_Reading text_:
Another recent study outlines how the integration of genomic, expression and functional data can prioritise a potential causal gene and disease mechanism, and furthermore directly propose a therapeutic hypothesis. The investigated T2D risk allele is common in Mexicans and Latin Americans (~30% allelic frequency) and located near SLC16A11 and SLC16A13 [68]. Fine-mapping identified a credible set of causal variants including non-coding variants and missense coding variants in SLC16A11. Liver expression data and chromatin modification analysis showed reduced SLC16A11 expression and less-activating histone modifications in samples from T2D risk allele carriers, thus proposing SLC16A11 as the candidate causal gene. Further studies into the function of SLC16A11, an H+-coupled monocarboxylate transporter revealed that the coding risk variants exert their effect through decreased chaperone interaction and SLC16A11 plasma membrane localization. Rusu et al. were also able to show how decreased SLC16A11 function might lead to increased T2D risk by having an effect on cellular fatty acid and lipid metabolism, providing a possible therapeutic strategy.
Despite comprehensive integration of datasets, the evidence in these studies still cannot exclude additional pleiotropy (e.g. regulatory effects that remain undetected due to insufficient power, or effects that manifest in cell types not studied). Exhaustively addressing these gaps will require access to data that enable interrogation of variant function in any context (e.g. well-powered cis-eQTL studies across all disease-relevant cell states), and is far from being a feasible aim for current post-GWAS studies. The emergence of ever-greater, publically available datasets of this nature will increasingly facilitate integration with results of individual studies and thereby guide interpretation. Large-scale projects such as ENCODE, Genotype-Tissue Expression (GTEx) and the NIH Epigenomics Roadmap have already generated enormous functional annotation datasets that allow for intersection with potentially causal variants across hundreds of cell types [41, 69, 70]. However, in the case of tissue-specific annotations for inaccessible tissues like islets, these datasets are often lacking or immature. Future studies will expand the possibilities of integrating datasets and improve the prospects for identification of causal genes in T2D.

_Data extract_:
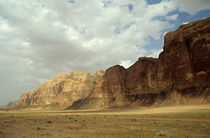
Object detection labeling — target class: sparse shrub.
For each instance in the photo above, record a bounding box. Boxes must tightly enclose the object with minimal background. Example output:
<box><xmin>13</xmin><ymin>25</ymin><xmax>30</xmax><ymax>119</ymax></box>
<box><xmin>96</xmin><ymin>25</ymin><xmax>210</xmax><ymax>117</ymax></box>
<box><xmin>46</xmin><ymin>121</ymin><xmax>52</xmax><ymax>124</ymax></box>
<box><xmin>131</xmin><ymin>118</ymin><xmax>137</xmax><ymax>122</ymax></box>
<box><xmin>156</xmin><ymin>130</ymin><xmax>170</xmax><ymax>137</ymax></box>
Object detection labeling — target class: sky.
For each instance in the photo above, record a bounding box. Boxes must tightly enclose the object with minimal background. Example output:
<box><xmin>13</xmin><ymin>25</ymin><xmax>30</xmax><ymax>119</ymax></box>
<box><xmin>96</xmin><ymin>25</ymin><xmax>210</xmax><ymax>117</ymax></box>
<box><xmin>0</xmin><ymin>0</ymin><xmax>210</xmax><ymax>106</ymax></box>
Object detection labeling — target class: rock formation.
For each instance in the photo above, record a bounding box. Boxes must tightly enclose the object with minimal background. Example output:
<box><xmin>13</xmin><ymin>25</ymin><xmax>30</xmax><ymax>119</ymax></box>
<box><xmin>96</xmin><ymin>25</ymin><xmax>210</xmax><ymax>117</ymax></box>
<box><xmin>11</xmin><ymin>18</ymin><xmax>210</xmax><ymax>109</ymax></box>
<box><xmin>12</xmin><ymin>71</ymin><xmax>104</xmax><ymax>109</ymax></box>
<box><xmin>71</xmin><ymin>18</ymin><xmax>210</xmax><ymax>109</ymax></box>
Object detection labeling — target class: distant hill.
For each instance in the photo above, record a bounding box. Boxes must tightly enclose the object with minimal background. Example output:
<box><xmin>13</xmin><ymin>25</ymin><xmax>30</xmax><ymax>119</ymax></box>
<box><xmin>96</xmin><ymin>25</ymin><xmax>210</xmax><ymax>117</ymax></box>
<box><xmin>11</xmin><ymin>18</ymin><xmax>210</xmax><ymax>109</ymax></box>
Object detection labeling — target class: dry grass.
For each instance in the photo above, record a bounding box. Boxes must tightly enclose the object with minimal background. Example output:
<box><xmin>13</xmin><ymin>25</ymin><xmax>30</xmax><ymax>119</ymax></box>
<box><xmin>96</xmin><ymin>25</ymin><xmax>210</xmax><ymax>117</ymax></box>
<box><xmin>0</xmin><ymin>105</ymin><xmax>210</xmax><ymax>138</ymax></box>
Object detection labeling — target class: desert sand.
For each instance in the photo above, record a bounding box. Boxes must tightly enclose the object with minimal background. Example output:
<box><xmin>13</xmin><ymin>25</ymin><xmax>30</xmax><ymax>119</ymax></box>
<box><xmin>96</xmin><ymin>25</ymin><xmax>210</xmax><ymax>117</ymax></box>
<box><xmin>0</xmin><ymin>104</ymin><xmax>210</xmax><ymax>138</ymax></box>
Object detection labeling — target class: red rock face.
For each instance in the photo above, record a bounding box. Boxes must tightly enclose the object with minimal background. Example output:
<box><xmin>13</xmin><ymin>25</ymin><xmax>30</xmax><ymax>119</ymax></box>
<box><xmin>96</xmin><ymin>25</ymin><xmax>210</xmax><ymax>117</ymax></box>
<box><xmin>12</xmin><ymin>18</ymin><xmax>210</xmax><ymax>109</ymax></box>
<box><xmin>72</xmin><ymin>18</ymin><xmax>210</xmax><ymax>108</ymax></box>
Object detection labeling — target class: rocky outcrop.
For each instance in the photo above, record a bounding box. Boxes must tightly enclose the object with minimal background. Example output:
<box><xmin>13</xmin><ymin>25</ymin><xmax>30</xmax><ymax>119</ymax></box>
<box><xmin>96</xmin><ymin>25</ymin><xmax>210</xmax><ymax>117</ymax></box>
<box><xmin>12</xmin><ymin>71</ymin><xmax>104</xmax><ymax>109</ymax></box>
<box><xmin>71</xmin><ymin>18</ymin><xmax>210</xmax><ymax>109</ymax></box>
<box><xmin>13</xmin><ymin>18</ymin><xmax>210</xmax><ymax>109</ymax></box>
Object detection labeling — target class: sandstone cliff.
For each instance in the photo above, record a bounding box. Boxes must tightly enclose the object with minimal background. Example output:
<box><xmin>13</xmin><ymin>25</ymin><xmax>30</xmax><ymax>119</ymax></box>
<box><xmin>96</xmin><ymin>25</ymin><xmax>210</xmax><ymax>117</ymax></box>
<box><xmin>12</xmin><ymin>71</ymin><xmax>104</xmax><ymax>109</ymax></box>
<box><xmin>70</xmin><ymin>18</ymin><xmax>210</xmax><ymax>109</ymax></box>
<box><xmin>13</xmin><ymin>18</ymin><xmax>210</xmax><ymax>109</ymax></box>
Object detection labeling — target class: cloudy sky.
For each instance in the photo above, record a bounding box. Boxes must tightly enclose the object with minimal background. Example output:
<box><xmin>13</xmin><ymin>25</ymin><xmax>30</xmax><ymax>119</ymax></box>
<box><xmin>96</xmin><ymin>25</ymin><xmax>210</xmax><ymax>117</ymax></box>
<box><xmin>0</xmin><ymin>0</ymin><xmax>210</xmax><ymax>105</ymax></box>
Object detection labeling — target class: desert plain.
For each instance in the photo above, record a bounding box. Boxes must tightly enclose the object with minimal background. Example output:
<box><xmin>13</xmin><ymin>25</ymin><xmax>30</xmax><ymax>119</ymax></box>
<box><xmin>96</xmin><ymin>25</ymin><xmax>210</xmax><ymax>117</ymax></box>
<box><xmin>0</xmin><ymin>104</ymin><xmax>210</xmax><ymax>138</ymax></box>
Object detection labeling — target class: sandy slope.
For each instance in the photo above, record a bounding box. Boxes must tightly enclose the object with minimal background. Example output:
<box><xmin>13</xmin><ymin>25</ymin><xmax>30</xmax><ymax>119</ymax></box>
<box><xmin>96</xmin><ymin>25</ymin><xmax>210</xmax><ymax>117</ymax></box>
<box><xmin>0</xmin><ymin>104</ymin><xmax>210</xmax><ymax>138</ymax></box>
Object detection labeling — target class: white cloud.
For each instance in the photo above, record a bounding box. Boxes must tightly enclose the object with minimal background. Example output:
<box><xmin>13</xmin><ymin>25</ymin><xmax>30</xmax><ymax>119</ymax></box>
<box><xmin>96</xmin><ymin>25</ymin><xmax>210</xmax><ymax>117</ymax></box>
<box><xmin>171</xmin><ymin>0</ymin><xmax>210</xmax><ymax>15</ymax></box>
<box><xmin>0</xmin><ymin>0</ymin><xmax>209</xmax><ymax>104</ymax></box>
<box><xmin>120</xmin><ymin>60</ymin><xmax>133</xmax><ymax>68</ymax></box>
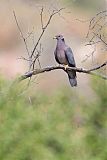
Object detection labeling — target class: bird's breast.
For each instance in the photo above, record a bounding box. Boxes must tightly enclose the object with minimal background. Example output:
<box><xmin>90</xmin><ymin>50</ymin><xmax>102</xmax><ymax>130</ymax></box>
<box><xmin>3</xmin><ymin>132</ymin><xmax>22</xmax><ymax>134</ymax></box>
<box><xmin>56</xmin><ymin>50</ymin><xmax>67</xmax><ymax>65</ymax></box>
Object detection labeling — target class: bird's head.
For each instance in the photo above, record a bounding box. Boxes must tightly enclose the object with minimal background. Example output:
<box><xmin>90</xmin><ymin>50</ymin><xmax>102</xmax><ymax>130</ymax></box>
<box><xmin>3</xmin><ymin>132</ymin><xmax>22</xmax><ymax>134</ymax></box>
<box><xmin>54</xmin><ymin>34</ymin><xmax>64</xmax><ymax>41</ymax></box>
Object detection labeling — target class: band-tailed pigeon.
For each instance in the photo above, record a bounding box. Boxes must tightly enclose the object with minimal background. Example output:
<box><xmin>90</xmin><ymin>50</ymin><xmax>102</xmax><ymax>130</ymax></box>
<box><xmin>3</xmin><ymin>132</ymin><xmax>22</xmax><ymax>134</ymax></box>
<box><xmin>54</xmin><ymin>35</ymin><xmax>77</xmax><ymax>87</ymax></box>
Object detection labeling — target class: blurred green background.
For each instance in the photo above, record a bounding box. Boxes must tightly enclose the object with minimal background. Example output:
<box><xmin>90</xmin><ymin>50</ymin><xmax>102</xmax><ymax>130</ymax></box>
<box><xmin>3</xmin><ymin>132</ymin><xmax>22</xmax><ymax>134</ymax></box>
<box><xmin>0</xmin><ymin>79</ymin><xmax>107</xmax><ymax>160</ymax></box>
<box><xmin>0</xmin><ymin>0</ymin><xmax>107</xmax><ymax>160</ymax></box>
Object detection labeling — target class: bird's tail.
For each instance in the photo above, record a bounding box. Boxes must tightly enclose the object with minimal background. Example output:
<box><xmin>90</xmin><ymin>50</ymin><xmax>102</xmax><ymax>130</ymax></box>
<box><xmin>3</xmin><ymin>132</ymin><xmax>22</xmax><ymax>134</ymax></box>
<box><xmin>67</xmin><ymin>70</ymin><xmax>77</xmax><ymax>87</ymax></box>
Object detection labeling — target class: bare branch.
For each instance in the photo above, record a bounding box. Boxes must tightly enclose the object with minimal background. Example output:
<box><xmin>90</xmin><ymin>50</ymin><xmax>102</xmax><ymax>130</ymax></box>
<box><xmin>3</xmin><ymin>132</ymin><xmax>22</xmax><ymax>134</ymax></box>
<box><xmin>19</xmin><ymin>61</ymin><xmax>107</xmax><ymax>81</ymax></box>
<box><xmin>31</xmin><ymin>8</ymin><xmax>64</xmax><ymax>58</ymax></box>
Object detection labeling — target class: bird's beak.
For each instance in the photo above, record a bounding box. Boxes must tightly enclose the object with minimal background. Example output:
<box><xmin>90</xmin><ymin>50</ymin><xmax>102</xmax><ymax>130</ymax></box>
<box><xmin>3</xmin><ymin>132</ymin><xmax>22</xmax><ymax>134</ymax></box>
<box><xmin>53</xmin><ymin>36</ymin><xmax>57</xmax><ymax>39</ymax></box>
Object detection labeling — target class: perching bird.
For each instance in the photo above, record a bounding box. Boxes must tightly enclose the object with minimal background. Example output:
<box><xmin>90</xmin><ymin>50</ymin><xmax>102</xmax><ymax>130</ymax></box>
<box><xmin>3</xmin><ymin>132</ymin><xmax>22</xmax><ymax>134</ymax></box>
<box><xmin>54</xmin><ymin>35</ymin><xmax>77</xmax><ymax>87</ymax></box>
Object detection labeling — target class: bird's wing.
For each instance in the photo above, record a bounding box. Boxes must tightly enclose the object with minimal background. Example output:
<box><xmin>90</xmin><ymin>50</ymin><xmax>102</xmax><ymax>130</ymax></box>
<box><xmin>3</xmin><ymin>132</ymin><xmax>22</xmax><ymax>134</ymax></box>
<box><xmin>65</xmin><ymin>47</ymin><xmax>76</xmax><ymax>67</ymax></box>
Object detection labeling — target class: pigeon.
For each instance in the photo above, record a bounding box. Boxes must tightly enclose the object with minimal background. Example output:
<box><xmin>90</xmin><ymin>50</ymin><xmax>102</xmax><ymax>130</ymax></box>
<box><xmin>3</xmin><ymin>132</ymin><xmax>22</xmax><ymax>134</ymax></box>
<box><xmin>54</xmin><ymin>35</ymin><xmax>77</xmax><ymax>87</ymax></box>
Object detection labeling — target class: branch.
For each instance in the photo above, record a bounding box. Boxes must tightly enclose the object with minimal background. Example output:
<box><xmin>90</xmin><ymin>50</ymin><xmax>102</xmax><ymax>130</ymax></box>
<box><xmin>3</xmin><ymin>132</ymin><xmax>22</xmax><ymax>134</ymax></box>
<box><xmin>31</xmin><ymin>7</ymin><xmax>64</xmax><ymax>58</ymax></box>
<box><xmin>18</xmin><ymin>61</ymin><xmax>107</xmax><ymax>81</ymax></box>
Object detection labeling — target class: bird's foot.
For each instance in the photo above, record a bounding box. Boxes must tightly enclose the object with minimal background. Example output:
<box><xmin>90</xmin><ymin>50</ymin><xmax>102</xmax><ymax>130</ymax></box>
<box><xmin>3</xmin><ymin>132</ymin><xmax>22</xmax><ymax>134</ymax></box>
<box><xmin>64</xmin><ymin>65</ymin><xmax>68</xmax><ymax>70</ymax></box>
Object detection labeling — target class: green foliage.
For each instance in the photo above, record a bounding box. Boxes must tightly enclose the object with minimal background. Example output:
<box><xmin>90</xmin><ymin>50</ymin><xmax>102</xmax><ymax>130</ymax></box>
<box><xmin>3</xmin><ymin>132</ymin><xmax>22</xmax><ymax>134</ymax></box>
<box><xmin>0</xmin><ymin>77</ymin><xmax>107</xmax><ymax>160</ymax></box>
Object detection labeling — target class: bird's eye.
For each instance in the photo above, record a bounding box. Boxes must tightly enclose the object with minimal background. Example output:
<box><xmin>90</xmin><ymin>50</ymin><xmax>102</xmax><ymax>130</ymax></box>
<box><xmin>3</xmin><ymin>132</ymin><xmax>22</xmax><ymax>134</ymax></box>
<box><xmin>62</xmin><ymin>38</ymin><xmax>64</xmax><ymax>41</ymax></box>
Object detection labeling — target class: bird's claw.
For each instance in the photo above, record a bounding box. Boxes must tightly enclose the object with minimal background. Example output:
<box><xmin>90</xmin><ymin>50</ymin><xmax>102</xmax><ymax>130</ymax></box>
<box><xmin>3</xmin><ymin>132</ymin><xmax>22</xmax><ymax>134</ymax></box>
<box><xmin>64</xmin><ymin>65</ymin><xmax>68</xmax><ymax>70</ymax></box>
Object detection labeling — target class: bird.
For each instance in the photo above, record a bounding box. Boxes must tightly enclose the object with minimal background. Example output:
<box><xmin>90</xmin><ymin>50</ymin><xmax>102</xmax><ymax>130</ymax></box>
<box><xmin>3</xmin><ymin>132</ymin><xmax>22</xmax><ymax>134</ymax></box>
<box><xmin>54</xmin><ymin>34</ymin><xmax>77</xmax><ymax>87</ymax></box>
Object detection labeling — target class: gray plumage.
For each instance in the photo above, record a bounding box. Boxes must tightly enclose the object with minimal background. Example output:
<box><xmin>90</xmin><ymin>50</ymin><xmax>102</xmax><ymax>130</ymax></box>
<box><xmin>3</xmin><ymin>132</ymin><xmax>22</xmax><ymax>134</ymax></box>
<box><xmin>54</xmin><ymin>35</ymin><xmax>77</xmax><ymax>87</ymax></box>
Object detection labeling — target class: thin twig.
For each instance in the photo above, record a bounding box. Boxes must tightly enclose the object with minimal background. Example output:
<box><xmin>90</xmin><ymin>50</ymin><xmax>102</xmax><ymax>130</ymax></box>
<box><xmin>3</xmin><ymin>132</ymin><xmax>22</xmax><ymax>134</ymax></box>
<box><xmin>18</xmin><ymin>61</ymin><xmax>107</xmax><ymax>81</ymax></box>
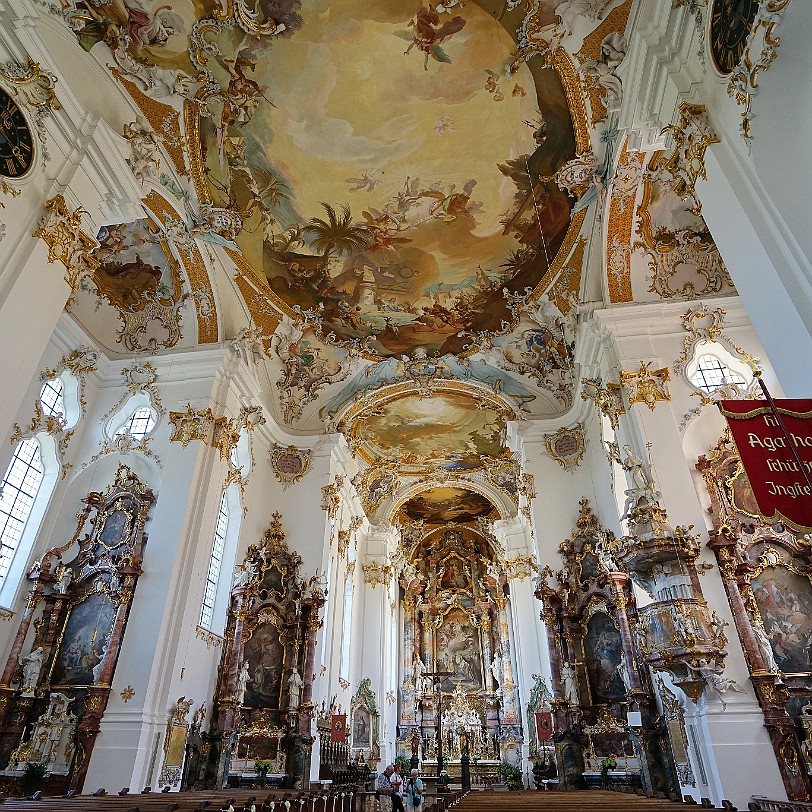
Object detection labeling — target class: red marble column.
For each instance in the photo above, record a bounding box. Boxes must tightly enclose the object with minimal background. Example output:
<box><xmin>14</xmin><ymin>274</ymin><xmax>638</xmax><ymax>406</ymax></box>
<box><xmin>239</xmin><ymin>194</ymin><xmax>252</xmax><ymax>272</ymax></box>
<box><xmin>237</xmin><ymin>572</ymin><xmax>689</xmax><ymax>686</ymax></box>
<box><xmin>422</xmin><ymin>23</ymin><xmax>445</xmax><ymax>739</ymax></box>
<box><xmin>609</xmin><ymin>572</ymin><xmax>643</xmax><ymax>694</ymax></box>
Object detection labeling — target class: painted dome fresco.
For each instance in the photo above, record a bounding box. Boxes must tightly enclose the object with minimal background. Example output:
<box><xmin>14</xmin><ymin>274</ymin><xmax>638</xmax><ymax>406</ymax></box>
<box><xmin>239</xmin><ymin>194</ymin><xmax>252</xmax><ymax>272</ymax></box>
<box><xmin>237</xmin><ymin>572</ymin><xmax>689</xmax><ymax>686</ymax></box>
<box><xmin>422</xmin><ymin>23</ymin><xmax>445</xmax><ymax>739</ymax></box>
<box><xmin>182</xmin><ymin>0</ymin><xmax>575</xmax><ymax>357</ymax></box>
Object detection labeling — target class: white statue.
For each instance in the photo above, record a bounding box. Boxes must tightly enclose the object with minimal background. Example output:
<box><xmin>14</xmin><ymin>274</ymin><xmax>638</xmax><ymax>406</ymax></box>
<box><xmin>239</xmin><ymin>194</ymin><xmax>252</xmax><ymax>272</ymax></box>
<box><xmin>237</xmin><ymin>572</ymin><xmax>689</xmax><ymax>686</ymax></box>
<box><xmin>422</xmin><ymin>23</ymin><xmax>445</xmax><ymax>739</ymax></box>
<box><xmin>412</xmin><ymin>654</ymin><xmax>431</xmax><ymax>694</ymax></box>
<box><xmin>54</xmin><ymin>565</ymin><xmax>73</xmax><ymax>595</ymax></box>
<box><xmin>581</xmin><ymin>32</ymin><xmax>628</xmax><ymax>110</ymax></box>
<box><xmin>20</xmin><ymin>646</ymin><xmax>45</xmax><ymax>696</ymax></box>
<box><xmin>231</xmin><ymin>559</ymin><xmax>257</xmax><ymax>589</ymax></box>
<box><xmin>288</xmin><ymin>666</ymin><xmax>304</xmax><ymax>710</ymax></box>
<box><xmin>752</xmin><ymin>623</ymin><xmax>781</xmax><ymax>674</ymax></box>
<box><xmin>620</xmin><ymin>443</ymin><xmax>654</xmax><ymax>492</ymax></box>
<box><xmin>236</xmin><ymin>660</ymin><xmax>251</xmax><ymax>705</ymax></box>
<box><xmin>555</xmin><ymin>0</ymin><xmax>612</xmax><ymax>37</ymax></box>
<box><xmin>93</xmin><ymin>654</ymin><xmax>104</xmax><ymax>685</ymax></box>
<box><xmin>689</xmin><ymin>659</ymin><xmax>744</xmax><ymax>709</ymax></box>
<box><xmin>124</xmin><ymin>120</ymin><xmax>161</xmax><ymax>185</ymax></box>
<box><xmin>561</xmin><ymin>663</ymin><xmax>578</xmax><ymax>705</ymax></box>
<box><xmin>595</xmin><ymin>540</ymin><xmax>620</xmax><ymax>572</ymax></box>
<box><xmin>617</xmin><ymin>657</ymin><xmax>632</xmax><ymax>691</ymax></box>
<box><xmin>490</xmin><ymin>648</ymin><xmax>505</xmax><ymax>688</ymax></box>
<box><xmin>711</xmin><ymin>609</ymin><xmax>727</xmax><ymax>638</ymax></box>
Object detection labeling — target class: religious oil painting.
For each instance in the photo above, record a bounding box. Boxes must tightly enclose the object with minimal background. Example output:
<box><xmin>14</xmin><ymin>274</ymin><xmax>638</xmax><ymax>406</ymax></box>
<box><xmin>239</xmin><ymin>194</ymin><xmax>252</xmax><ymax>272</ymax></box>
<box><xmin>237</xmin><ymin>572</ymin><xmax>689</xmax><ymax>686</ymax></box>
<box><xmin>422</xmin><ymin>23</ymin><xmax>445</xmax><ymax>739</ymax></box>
<box><xmin>94</xmin><ymin>503</ymin><xmax>132</xmax><ymax>558</ymax></box>
<box><xmin>400</xmin><ymin>488</ymin><xmax>499</xmax><ymax>525</ymax></box>
<box><xmin>750</xmin><ymin>567</ymin><xmax>812</xmax><ymax>674</ymax></box>
<box><xmin>50</xmin><ymin>592</ymin><xmax>118</xmax><ymax>685</ymax></box>
<box><xmin>435</xmin><ymin>609</ymin><xmax>484</xmax><ymax>693</ymax></box>
<box><xmin>352</xmin><ymin>392</ymin><xmax>505</xmax><ymax>475</ymax></box>
<box><xmin>352</xmin><ymin>706</ymin><xmax>372</xmax><ymax>748</ymax></box>
<box><xmin>243</xmin><ymin>623</ymin><xmax>285</xmax><ymax>708</ymax></box>
<box><xmin>92</xmin><ymin>220</ymin><xmax>179</xmax><ymax>311</ymax></box>
<box><xmin>584</xmin><ymin>612</ymin><xmax>626</xmax><ymax>704</ymax></box>
<box><xmin>259</xmin><ymin>561</ymin><xmax>285</xmax><ymax>601</ymax></box>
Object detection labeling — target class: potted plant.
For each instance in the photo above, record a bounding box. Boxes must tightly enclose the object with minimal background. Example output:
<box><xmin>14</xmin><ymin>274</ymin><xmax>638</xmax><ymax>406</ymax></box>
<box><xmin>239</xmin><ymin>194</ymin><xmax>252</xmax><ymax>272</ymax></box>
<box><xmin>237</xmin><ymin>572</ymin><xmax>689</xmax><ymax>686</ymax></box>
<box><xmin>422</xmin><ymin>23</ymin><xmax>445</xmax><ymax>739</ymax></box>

_Activity 1_:
According to the passage, what kind of transporter is SLC16A11?
_Activity 2_:
Please list the large-scale projects the passage names as having generated functional annotation datasets.

_Task output 1_:
An H+-coupled monocarboxylate transporter.

_Task output 2_:
ENCODE
Genotype-Tissue Expression (GTEx)
NIH Epigenomics Roadmap